Exercise requirements:
Could you quote the survivors' account of the ship sinking word for word, from "Water began flooding" to "the lower deck."?

Supplied text:
Water began flooding the ship, and the vessel soon listed, lurched and began to sink, Mr. Zaki said.
"The ship is five stories tall but it took less than 15 minutes for it to go down," he said. "Then there was nothing at all, no rescue, nothing."
As he swam in the dead of night, Mr. Zaki said, he grasped onto a life raft and pulled himself in, then floated with others for about 24 hours before they were rescued by the Egyptian Navy. An Egyptian Navy official, speaking on Egyptian television, said the first survivor was picked out of the water about 3 p.m. on Friday, more than 13 hours after the ship went down.
Other survivors described a tense standoff between the captain and many on the ship, as passengers and even some crew members began demanding the ship be turned around and return to Saudi Arabia as smoke poured out of the lower deck.
"By midnight there was serious fire on the bottom and smoke rising up to the fourth floor, and they kept saying we have control over the situation.," said Nabil Taghyan, 27, who survived by wearing a life jacket and boarding an inflatable raft.
Despite pleas to turn back, the captain insisted it would be better to steam ahead to Safaga, Mr. Taghyan said.

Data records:
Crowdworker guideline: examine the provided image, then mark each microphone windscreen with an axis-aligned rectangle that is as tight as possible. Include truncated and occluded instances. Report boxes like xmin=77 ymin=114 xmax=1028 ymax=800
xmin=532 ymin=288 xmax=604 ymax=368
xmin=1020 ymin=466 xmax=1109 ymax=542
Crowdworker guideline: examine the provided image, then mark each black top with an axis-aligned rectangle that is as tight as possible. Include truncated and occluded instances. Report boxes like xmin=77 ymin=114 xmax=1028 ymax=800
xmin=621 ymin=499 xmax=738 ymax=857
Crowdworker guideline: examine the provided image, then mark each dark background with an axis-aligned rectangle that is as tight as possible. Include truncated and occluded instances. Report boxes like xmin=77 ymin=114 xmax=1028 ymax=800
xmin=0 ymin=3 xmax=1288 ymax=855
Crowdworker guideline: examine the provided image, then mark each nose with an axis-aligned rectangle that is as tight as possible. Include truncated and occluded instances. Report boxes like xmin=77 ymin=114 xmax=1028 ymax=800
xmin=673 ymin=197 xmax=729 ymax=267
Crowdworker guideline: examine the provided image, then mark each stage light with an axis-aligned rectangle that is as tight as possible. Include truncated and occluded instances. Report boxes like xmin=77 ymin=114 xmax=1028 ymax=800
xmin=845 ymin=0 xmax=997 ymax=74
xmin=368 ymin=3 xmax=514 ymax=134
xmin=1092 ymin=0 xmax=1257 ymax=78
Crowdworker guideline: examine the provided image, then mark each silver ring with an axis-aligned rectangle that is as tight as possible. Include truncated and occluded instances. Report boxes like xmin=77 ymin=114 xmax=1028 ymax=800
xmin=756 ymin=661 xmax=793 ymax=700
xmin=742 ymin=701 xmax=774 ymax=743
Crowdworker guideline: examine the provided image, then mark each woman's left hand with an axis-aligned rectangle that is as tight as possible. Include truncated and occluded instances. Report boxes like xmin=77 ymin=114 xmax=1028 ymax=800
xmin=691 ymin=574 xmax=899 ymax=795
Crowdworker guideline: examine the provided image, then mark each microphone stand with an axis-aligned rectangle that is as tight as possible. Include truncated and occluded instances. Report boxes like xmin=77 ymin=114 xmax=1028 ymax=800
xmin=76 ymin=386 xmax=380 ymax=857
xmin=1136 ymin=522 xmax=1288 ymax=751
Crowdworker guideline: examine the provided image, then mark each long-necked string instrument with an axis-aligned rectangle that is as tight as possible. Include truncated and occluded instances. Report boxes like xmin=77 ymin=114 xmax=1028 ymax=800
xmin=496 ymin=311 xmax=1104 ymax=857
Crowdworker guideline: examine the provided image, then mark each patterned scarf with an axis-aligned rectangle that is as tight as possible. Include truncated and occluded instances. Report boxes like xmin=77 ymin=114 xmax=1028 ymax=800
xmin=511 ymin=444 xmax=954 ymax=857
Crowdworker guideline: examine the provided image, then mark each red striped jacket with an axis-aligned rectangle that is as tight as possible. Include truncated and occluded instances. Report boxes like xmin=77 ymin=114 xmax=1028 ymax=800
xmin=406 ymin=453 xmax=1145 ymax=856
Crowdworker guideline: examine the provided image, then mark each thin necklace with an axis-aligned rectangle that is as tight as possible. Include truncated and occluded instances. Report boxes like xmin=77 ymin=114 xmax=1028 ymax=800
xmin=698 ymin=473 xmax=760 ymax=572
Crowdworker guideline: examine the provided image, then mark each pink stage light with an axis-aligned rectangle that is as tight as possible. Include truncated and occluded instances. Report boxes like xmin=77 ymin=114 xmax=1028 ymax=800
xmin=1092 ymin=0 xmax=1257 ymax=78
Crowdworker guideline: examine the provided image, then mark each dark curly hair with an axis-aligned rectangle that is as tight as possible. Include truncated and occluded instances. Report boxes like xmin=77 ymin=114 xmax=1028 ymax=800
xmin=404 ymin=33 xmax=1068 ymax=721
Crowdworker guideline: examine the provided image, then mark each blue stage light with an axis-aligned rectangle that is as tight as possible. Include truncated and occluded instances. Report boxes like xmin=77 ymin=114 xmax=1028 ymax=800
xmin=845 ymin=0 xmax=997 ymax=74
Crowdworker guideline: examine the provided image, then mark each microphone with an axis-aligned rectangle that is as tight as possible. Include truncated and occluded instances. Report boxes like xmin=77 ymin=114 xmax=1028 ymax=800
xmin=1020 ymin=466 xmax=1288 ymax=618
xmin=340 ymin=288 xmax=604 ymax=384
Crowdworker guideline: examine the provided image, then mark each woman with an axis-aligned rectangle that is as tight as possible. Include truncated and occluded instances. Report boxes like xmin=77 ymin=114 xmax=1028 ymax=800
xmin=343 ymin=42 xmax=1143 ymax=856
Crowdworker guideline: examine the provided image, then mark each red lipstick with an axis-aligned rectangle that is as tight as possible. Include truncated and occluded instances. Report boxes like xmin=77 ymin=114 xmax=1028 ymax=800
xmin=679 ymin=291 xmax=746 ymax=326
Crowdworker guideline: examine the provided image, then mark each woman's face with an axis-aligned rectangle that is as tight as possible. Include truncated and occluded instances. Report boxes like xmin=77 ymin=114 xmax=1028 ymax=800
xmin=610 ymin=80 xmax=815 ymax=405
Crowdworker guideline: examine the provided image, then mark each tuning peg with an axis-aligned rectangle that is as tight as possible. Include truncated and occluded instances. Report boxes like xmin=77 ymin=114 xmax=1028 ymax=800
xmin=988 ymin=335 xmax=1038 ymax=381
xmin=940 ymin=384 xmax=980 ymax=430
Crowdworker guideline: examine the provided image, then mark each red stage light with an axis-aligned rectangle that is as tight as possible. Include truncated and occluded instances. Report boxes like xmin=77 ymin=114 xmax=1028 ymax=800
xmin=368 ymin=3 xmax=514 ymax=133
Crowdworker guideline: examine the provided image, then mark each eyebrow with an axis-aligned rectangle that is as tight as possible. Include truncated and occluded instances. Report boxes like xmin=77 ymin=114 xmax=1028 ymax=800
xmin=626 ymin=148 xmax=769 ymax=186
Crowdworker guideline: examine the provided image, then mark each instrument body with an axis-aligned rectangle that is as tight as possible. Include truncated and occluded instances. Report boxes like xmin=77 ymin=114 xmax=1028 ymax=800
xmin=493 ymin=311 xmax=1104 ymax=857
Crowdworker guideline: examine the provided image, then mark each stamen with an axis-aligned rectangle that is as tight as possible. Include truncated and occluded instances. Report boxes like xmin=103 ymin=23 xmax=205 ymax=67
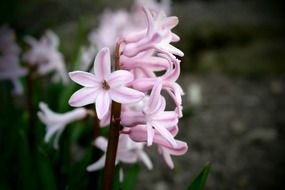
xmin=102 ymin=80 xmax=110 ymax=90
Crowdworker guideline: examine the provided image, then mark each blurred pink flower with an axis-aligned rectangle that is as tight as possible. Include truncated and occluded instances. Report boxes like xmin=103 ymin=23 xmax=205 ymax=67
xmin=87 ymin=135 xmax=153 ymax=171
xmin=69 ymin=48 xmax=144 ymax=120
xmin=23 ymin=30 xmax=69 ymax=84
xmin=0 ymin=26 xmax=27 ymax=94
xmin=38 ymin=102 xmax=87 ymax=149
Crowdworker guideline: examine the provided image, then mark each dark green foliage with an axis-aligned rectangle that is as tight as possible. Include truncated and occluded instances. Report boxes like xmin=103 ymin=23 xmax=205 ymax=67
xmin=187 ymin=164 xmax=211 ymax=190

Response to the task:
Water began flooding the ship, and the vessel soon listed, lurched and began to sink, Mr. Zaki said.
"The ship is five stories tall but it took less than 15 minutes for it to go down," he said. "Then there was nothing at all, no rescue, nothing."
As he swam in the dead of night, Mr. Zaki said, he grasped onto a life raft and pulled himself in, then floated with others for about 24 hours before they were rescued by the Egyptian Navy. An Egyptian Navy official, speaking on Egyptian television, said the first survivor was picked out of the water about 3 p.m. on Friday, more than 13 hours after the ship went down.
Other survivors described a tense standoff between the captain and many on the ship, as passengers and even some crew members began demanding the ship be turned around and return to Saudi Arabia as smoke poured out of the lower deck.